Extract the full set of records, then give each one again exactly.

################

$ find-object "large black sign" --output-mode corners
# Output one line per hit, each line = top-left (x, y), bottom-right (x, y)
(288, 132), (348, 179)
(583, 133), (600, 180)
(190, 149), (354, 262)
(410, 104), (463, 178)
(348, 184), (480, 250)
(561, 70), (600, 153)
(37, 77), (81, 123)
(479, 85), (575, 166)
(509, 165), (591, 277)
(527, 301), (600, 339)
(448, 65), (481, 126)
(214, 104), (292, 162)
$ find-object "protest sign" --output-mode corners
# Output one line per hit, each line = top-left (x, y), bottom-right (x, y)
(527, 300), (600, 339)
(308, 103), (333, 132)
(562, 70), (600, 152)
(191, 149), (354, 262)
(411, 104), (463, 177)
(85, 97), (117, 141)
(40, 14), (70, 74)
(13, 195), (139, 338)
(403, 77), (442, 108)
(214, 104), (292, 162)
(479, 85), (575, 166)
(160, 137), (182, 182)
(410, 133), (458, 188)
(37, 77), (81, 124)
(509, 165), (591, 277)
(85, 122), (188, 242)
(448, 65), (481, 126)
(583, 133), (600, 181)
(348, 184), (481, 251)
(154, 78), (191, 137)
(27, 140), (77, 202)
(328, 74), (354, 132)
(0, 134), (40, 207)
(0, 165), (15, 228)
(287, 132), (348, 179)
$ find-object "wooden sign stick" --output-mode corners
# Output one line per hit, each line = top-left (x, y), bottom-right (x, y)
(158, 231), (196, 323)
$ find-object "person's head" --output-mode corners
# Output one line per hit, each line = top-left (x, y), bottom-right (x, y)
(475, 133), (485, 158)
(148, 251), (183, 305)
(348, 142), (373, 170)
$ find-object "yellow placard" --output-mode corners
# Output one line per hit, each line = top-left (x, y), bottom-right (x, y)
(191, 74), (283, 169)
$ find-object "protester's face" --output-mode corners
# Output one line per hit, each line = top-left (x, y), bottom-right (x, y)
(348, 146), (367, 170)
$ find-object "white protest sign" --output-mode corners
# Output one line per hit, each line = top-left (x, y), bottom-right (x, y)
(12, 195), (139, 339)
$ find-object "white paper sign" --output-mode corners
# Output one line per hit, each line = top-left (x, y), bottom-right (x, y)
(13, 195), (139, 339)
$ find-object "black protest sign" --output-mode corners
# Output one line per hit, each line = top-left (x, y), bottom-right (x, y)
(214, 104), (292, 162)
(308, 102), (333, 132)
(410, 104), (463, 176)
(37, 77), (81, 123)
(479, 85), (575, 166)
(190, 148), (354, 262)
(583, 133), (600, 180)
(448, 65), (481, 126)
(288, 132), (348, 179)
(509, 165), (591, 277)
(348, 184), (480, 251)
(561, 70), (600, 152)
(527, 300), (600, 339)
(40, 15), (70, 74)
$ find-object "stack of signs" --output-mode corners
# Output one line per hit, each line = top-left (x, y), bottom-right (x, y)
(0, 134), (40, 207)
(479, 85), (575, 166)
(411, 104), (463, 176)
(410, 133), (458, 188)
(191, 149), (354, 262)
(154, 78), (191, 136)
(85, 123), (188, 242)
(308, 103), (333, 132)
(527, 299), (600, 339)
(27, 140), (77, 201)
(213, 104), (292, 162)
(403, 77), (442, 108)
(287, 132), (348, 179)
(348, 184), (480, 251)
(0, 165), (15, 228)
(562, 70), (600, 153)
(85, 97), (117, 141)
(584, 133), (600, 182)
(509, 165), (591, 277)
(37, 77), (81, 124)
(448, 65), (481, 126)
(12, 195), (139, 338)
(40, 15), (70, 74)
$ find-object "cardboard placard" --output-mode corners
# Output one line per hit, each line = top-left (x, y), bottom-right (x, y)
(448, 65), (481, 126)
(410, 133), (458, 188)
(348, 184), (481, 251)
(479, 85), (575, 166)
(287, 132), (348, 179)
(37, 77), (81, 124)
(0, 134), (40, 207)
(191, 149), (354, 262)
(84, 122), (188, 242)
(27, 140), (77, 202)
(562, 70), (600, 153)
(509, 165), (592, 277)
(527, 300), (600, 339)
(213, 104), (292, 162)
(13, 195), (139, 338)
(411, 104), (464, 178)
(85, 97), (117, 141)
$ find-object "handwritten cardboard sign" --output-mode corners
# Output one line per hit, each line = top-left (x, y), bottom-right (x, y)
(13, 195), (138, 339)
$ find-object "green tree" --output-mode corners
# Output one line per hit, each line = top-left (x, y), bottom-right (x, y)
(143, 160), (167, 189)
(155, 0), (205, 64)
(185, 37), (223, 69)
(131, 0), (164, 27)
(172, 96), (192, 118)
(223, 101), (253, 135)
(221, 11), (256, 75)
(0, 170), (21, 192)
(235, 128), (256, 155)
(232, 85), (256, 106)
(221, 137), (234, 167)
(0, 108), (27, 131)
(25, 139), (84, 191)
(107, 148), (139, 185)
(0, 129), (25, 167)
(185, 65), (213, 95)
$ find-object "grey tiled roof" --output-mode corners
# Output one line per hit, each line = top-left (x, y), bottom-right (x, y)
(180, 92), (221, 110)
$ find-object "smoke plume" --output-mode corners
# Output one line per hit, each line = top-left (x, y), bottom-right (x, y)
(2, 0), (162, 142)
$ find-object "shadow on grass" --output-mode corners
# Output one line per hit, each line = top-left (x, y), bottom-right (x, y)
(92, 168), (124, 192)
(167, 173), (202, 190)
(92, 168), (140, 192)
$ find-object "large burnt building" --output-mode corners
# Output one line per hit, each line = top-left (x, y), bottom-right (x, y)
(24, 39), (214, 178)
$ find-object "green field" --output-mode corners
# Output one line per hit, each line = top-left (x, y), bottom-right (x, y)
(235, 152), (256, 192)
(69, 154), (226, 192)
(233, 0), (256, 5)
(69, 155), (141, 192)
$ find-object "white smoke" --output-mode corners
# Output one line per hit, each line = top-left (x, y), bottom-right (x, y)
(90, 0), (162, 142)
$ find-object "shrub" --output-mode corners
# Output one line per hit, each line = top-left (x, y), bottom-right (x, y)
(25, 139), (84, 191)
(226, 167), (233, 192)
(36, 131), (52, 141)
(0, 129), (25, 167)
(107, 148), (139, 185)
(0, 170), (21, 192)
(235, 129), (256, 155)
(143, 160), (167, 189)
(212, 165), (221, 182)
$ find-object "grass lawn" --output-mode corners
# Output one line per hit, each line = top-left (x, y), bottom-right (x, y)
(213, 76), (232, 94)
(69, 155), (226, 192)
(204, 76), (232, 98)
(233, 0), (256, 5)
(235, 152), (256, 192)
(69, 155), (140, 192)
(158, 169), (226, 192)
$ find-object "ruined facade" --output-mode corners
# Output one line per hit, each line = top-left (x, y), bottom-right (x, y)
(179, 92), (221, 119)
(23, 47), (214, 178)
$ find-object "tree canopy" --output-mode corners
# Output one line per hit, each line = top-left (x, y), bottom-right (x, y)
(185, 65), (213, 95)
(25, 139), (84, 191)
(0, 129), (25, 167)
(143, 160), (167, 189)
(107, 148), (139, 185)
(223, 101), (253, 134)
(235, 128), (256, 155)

################

» **The response**
$ find-object "large black sign" --output-mode corners
# Output one line per hit, each line = top-left (x, y), bottom-right (x, y)
(288, 132), (348, 179)
(583, 133), (600, 180)
(190, 149), (354, 262)
(410, 104), (463, 178)
(348, 184), (480, 250)
(561, 70), (600, 153)
(37, 77), (81, 123)
(479, 85), (575, 166)
(509, 165), (591, 277)
(527, 301), (600, 339)
(448, 65), (481, 126)
(214, 104), (292, 162)
$ find-object "protest sign" --output-mode corners
# Output one line per hit, each line = top-left (x, y), bottom-right (x, y)
(527, 300), (600, 339)
(308, 103), (333, 132)
(562, 70), (600, 152)
(191, 149), (354, 262)
(411, 104), (463, 177)
(85, 97), (117, 141)
(40, 14), (70, 74)
(13, 195), (139, 338)
(403, 77), (442, 108)
(214, 104), (292, 162)
(479, 85), (575, 166)
(160, 137), (182, 182)
(410, 133), (458, 188)
(37, 77), (81, 124)
(509, 165), (591, 277)
(85, 122), (188, 242)
(448, 65), (481, 126)
(583, 133), (600, 181)
(348, 184), (481, 251)
(154, 78), (191, 137)
(27, 140), (77, 202)
(328, 74), (354, 132)
(0, 134), (40, 207)
(0, 165), (15, 228)
(287, 132), (348, 179)
$ find-object "wooden sign stick" --output-mode corners
# Output one line per hit, each line = top-left (x, y), bottom-right (x, y)
(158, 231), (196, 323)
$ find-object "person's head" --output-mode corners
# Output one line per hit, each line = top-left (x, y), bottom-right (x, y)
(475, 133), (485, 158)
(148, 251), (183, 305)
(348, 142), (373, 170)
$ find-object "yellow placard" --output-mode corners
# Output one line per hit, each line = top-left (x, y), bottom-right (x, y)
(191, 74), (283, 169)
$ find-object "protester's face" --output-mode corners
# Output one line per hit, each line = top-left (x, y), bottom-right (x, y)
(348, 146), (367, 170)
$ find-object "white protest sign" --output-mode corners
# Output one line per hit, each line = top-left (x, y), bottom-right (x, y)
(12, 195), (139, 339)
$ find-object "white paper sign" --output-mode corners
# Output one line per hit, each line = top-left (x, y), bottom-right (x, y)
(13, 195), (139, 339)
$ find-object "black protest sign" --output-mode corners
# Output one line per hit, each line = top-left (x, y), bottom-right (x, y)
(214, 104), (292, 162)
(308, 102), (333, 132)
(410, 104), (463, 176)
(37, 77), (81, 123)
(479, 85), (575, 166)
(190, 148), (354, 262)
(583, 133), (600, 180)
(448, 65), (481, 126)
(288, 132), (348, 179)
(509, 165), (591, 277)
(348, 184), (480, 251)
(561, 70), (600, 152)
(527, 300), (600, 339)
(40, 15), (70, 74)
$ find-object "stack of signs" --output-mode corners
# Output one line per hit, each line = top-left (x, y), bottom-right (x, y)
(0, 134), (40, 207)
(479, 85), (575, 166)
(411, 104), (463, 176)
(410, 133), (458, 188)
(191, 149), (354, 262)
(154, 78), (191, 136)
(85, 123), (188, 242)
(308, 103), (333, 132)
(527, 299), (600, 339)
(27, 140), (77, 201)
(213, 104), (292, 162)
(403, 77), (442, 108)
(287, 132), (348, 179)
(348, 184), (480, 251)
(0, 165), (15, 228)
(562, 70), (600, 153)
(85, 97), (117, 141)
(584, 133), (600, 182)
(509, 165), (591, 277)
(37, 77), (81, 124)
(448, 65), (481, 126)
(12, 195), (139, 338)
(40, 15), (70, 74)
$ find-object "cardboard placard" --output-mode corners
# Output one line per hit, each line = top-left (x, y), bottom-right (x, y)
(448, 65), (481, 126)
(410, 133), (458, 188)
(348, 184), (481, 251)
(479, 85), (575, 166)
(287, 132), (348, 179)
(37, 77), (81, 124)
(0, 134), (40, 207)
(191, 149), (354, 262)
(84, 122), (188, 242)
(27, 140), (77, 202)
(562, 70), (600, 153)
(509, 165), (592, 277)
(527, 300), (600, 339)
(213, 104), (292, 162)
(13, 195), (139, 338)
(411, 104), (464, 178)
(85, 97), (117, 141)
$ find-object "handwritten cardboard sign" --output-mode corners
# Output one line per hit, each line = top-left (x, y), bottom-right (x, y)
(13, 195), (138, 339)
$ find-object "green tree" --output-mode corners
# Output one line per hit, each line = top-left (x, y), bottom-right (x, y)
(143, 160), (167, 189)
(155, 0), (205, 64)
(185, 37), (223, 69)
(131, 0), (164, 27)
(172, 96), (192, 118)
(223, 101), (253, 135)
(221, 11), (256, 75)
(0, 170), (21, 192)
(235, 128), (256, 155)
(232, 85), (256, 106)
(221, 137), (234, 167)
(0, 108), (27, 131)
(25, 139), (84, 191)
(107, 148), (139, 185)
(0, 129), (25, 167)
(185, 65), (213, 95)
$ find-object "grey tiled roof" --output-mode corners
# Output one line per hit, each line = top-left (x, y), bottom-right (x, y)
(180, 92), (221, 110)
$ find-object "smoke plume" --output-mode corners
# Output one line per hit, each line = top-left (x, y), bottom-right (x, y)
(2, 0), (162, 142)
$ find-object "shadow on grass" --output-mode corners
# Output one line per hit, each line = top-left (x, y), bottom-right (x, y)
(92, 168), (124, 192)
(167, 173), (202, 190)
(92, 168), (140, 192)
$ find-object "large burnt building" --output-mode corners
# Output one line per hit, each line = top-left (x, y), bottom-right (x, y)
(24, 39), (214, 178)
$ find-object "green field" --output-mode corners
# Output one line per hit, each line = top-left (x, y), bottom-right (x, y)
(235, 152), (256, 192)
(69, 154), (226, 192)
(233, 0), (256, 5)
(69, 155), (141, 192)
$ find-object "white smoke" --output-mode corners
# Output one line per hit, each line = top-left (x, y), bottom-right (x, y)
(90, 0), (162, 142)
$ find-object "shrub" --output-mode corners
# Output one line per hit, each line = top-left (x, y), bottom-right (x, y)
(25, 139), (84, 191)
(226, 167), (233, 192)
(36, 131), (52, 141)
(0, 129), (25, 167)
(107, 148), (139, 185)
(0, 170), (21, 192)
(235, 129), (256, 155)
(143, 160), (167, 189)
(212, 165), (221, 182)
$ find-object "grass lawn" --output-mode corners
# Output one line per hit, each line = top-left (x, y), bottom-right (x, y)
(213, 76), (232, 94)
(69, 155), (226, 192)
(204, 76), (232, 98)
(233, 0), (256, 5)
(235, 152), (256, 192)
(69, 155), (140, 192)
(158, 169), (226, 192)
$ find-object "ruined facade" --output-mode corners
# Output one line per hit, each line = top-left (x, y), bottom-right (x, y)
(179, 92), (221, 119)
(23, 47), (214, 178)
$ find-object "tree canopy" --output-mode corners
# Output one line per hit, each line = top-left (x, y), bottom-right (x, y)
(185, 65), (213, 95)
(25, 139), (84, 191)
(0, 129), (25, 167)
(143, 160), (167, 189)
(107, 148), (139, 185)
(223, 101), (253, 134)
(235, 128), (256, 155)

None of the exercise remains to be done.